(RECORDS SHOWN begins)
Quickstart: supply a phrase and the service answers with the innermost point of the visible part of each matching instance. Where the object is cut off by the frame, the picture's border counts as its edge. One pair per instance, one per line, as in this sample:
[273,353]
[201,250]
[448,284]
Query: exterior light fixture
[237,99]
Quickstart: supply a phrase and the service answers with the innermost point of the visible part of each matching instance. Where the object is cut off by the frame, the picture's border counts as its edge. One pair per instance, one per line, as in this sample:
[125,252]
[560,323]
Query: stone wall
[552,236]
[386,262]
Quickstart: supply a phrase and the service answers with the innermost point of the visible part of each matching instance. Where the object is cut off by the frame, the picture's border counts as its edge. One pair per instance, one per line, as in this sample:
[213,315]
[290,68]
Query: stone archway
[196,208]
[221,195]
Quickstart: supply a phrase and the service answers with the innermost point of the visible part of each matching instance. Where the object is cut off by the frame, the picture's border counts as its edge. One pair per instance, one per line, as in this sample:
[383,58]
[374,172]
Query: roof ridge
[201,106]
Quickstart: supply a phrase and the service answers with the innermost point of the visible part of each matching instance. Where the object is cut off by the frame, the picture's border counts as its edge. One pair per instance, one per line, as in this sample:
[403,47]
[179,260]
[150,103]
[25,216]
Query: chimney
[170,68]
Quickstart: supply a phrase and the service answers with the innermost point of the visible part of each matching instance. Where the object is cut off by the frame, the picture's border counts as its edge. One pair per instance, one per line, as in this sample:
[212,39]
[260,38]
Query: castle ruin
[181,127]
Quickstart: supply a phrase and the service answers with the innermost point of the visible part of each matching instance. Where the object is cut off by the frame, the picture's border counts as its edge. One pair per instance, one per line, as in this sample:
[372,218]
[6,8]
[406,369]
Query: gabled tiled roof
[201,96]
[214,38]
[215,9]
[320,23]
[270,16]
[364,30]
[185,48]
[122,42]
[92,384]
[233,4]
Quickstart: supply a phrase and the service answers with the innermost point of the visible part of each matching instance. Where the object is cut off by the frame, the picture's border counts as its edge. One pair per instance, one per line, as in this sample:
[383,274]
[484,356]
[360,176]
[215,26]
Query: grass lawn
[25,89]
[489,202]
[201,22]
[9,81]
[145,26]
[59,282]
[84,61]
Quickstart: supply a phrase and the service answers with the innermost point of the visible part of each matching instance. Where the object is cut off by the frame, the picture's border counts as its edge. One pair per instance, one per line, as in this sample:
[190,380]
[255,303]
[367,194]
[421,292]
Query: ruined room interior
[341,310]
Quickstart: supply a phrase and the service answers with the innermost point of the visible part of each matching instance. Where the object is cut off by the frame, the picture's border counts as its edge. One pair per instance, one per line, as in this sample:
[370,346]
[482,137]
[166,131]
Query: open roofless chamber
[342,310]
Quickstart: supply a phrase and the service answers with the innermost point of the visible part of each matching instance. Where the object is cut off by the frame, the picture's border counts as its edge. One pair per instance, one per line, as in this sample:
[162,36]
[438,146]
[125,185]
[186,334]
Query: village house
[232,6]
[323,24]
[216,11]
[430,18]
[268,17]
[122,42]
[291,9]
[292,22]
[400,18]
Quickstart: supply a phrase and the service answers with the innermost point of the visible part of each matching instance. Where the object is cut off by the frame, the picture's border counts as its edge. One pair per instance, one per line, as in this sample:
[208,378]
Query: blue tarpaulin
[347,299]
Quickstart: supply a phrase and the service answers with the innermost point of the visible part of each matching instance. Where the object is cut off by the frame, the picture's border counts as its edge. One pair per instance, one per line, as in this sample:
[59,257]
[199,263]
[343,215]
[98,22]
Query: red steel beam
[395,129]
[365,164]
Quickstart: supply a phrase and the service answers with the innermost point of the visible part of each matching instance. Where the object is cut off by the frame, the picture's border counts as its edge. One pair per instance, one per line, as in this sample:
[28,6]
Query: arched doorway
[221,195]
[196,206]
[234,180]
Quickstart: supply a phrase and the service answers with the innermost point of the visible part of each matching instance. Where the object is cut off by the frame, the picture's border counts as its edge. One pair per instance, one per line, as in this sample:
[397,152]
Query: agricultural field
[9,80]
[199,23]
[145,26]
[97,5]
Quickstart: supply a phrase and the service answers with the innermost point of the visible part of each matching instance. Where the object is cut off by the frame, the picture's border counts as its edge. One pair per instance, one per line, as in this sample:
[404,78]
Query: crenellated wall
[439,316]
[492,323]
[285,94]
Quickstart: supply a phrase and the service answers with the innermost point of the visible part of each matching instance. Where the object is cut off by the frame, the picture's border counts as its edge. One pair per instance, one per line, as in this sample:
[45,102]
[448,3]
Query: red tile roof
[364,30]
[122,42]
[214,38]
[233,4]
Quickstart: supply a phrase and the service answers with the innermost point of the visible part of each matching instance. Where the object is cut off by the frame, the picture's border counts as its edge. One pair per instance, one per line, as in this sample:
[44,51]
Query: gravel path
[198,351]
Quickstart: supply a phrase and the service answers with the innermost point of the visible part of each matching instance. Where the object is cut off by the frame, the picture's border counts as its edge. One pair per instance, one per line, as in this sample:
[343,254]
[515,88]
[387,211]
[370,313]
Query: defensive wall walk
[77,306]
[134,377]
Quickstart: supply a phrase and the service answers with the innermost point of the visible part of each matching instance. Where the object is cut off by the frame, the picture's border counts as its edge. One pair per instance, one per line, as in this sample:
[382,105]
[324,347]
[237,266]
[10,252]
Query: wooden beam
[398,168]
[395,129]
(RECORDS SHOWN ends)
* [WHAT IS REQUIRED]:
What is needed is an exact transcription of every entry.

* [TASK ANSWER]:
Quickstart: supply a phrase and the service answers with the innermost point of the visible part of each matching instance. Where the object is cut off by the frame, the picture's border counts as its edge. One pair per instance, one per line, as in this sample:
[273,353]
[201,250]
[448,284]
Query: exterior light fixture
[237,99]
Quickstart: supply a phrase and the service answers with the innermost point of the visible part of each matching instance. Where the object is cut off by the frame, the picture's border counts as its edge. One pair per instance, one per line, as in this sample:
[125,252]
[560,323]
Query: stone wall
[552,236]
[386,262]
Quickstart: supply a phrase and the service answers with the innermost point of the visible part of each matching instance. Where the object is cut off by the frame, the picture's border counts as its edge. One pair per instance, one per line, as in this sample:
[213,315]
[290,68]
Query: stone archway
[196,208]
[221,195]
Quickstart: supply a phrase and the service answers with the innermost point of the visible part of each matching instance. Where the object is cut off by the frame, the picture's border counts as its edge. One pair per instance, one per line, as in this sample:
[383,58]
[374,172]
Query: roof ridge
[201,106]
Quickstart: supply a phrase and the service answers with the innermost point of the visible part of each matching instance. Where the object is cut off by the frame, the picture's border counts as its edge. One pair per instance, one per line, as in this sample:
[403,47]
[179,260]
[150,103]
[25,216]
Query: chimney
[170,68]
Quickstart: supply a phrase and the service answers with the innermost point of the visible part of each matching instance. Where the object is cut off by the frame, the picture's border counts as its edge. One pair per instance, one per line, as in this sample:
[212,39]
[260,38]
Query: castle ruin
[181,127]
Quickstart: supply a phrase and the service answers with the innermost point of the visible part of each matching instance. Where the object is cut off by the frame, the picture's border counts as its edge. One pair per instance, one per line, as in this sample:
[372,218]
[6,8]
[406,369]
Query: gabled tiled roof
[201,96]
[214,38]
[215,9]
[320,23]
[270,16]
[364,30]
[185,48]
[122,42]
[92,384]
[233,4]
Quickstart: supply a phrase and the service answers with the innermost point of the visible part of each matching instance. Where the object is cut off by the frame, the picture's border counts as its edge. One pair per instance, one per line, as in this sample:
[383,274]
[484,356]
[360,176]
[215,26]
Query: grass lawn
[25,89]
[489,202]
[201,22]
[9,81]
[145,26]
[59,282]
[84,61]
Quickstart: supply a phrase and the service answers with the innermost point of the visible part of each matching instance. Where the object is cut off by the frame, the picture's border counts as its edge. One pair per instance, one per line, as in this sample:
[190,380]
[255,303]
[367,194]
[421,292]
Query: ruined room interior
[341,310]
Quickstart: supply a phrase and the service answers with the innermost point of the visible part of each matching instance. Where the object is cut off by the frame, the picture's border counts as its edge. One pair per instance, one per line, as in this sample:
[370,346]
[482,137]
[166,131]
Query: open roofless chamber
[342,310]
Quickstart: supply a phrase and the service answers with the innermost point of the visible part of each matching instance. Where the object is cut off by the frame, the picture's border counts as its edge. One pair per instance, one per line, as in this sample:
[162,36]
[438,146]
[125,185]
[186,334]
Query: village house
[232,6]
[323,24]
[216,11]
[430,18]
[268,17]
[122,42]
[291,9]
[292,22]
[400,18]
Quickstart: supply a phrase and the service answers with the innermost point of the visible part of each matching instance. Where the object is cut off by the frame, the picture's border counts as its edge. One pair per instance, one per line, as in this sample:
[208,378]
Query: blue tarpaulin
[347,299]
Quickstart: supply a phrase and the service answers with the innermost point of the visible part of each matching instance. Where the object is cut off by the frame, the picture's border counts as its edge. One pair per instance, one per line, as in this sample:
[59,257]
[199,263]
[343,215]
[98,22]
Query: red steel beam
[395,129]
[365,164]
Quickstart: supply a phrase and the service answers with the innermost point of the visible part of each matching instance. Where the object is cut off by the frame, the picture's border counts as its edge. One pair per instance, one per line, as in this sample:
[28,6]
Query: arched doorway
[221,195]
[196,206]
[234,180]
Quickstart: supply a phrase and the service answers with the innermost point of the visible part of each matching instance. Where the object is cut off by the frame, the picture's border counts as its edge. One pair per instance, one per line, as in this sample:
[397,152]
Query: agricultural field
[9,80]
[199,23]
[145,26]
[97,5]
Quickstart: supply a phrase and the service answers with the innermost point of the visible part of each matching instance. Where the object is cut off by the frame, the picture's border counts as its edge. One pair per instance, one per line, as in this sample:
[404,78]
Query: crenellated wall
[439,316]
[492,323]
[285,94]
Quickstart: supply a phrase and the service answers with the innermost point of the visible part of each matching instance. Where the object is cut off by the frame, the picture's border counts as its edge. One pair per instance, one per line, as in this sample:
[45,102]
[448,3]
Query: red tile roof
[364,30]
[122,42]
[214,38]
[233,4]
Quickstart: supply a phrase and the service answers with the innermost point of the visible part of each matching instance. Where the object is cut off by the frame, the picture's border counts as its edge. One pair per instance, one per line, as in this sample:
[44,51]
Query: gravel path
[198,351]
Quickstart: supply a phrase and the service answers with the innermost point of the visible part of each matching instance. Where the object is cut off by the frame, the picture's border counts as its edge. One pair per instance, one per line, as in this sample:
[343,254]
[515,88]
[387,211]
[370,313]
Query: defensive wall walk
[77,306]
[134,377]
Quickstart: supply a phrase and the service answers with the innermost point of the visible part of each matching instance. Where the object is cut off by the frame, the picture's border counts as its edge. One pair per instance, one per line, as in this sample:
[382,105]
[324,347]
[237,266]
[10,252]
Query: wooden beam
[398,168]
[395,129]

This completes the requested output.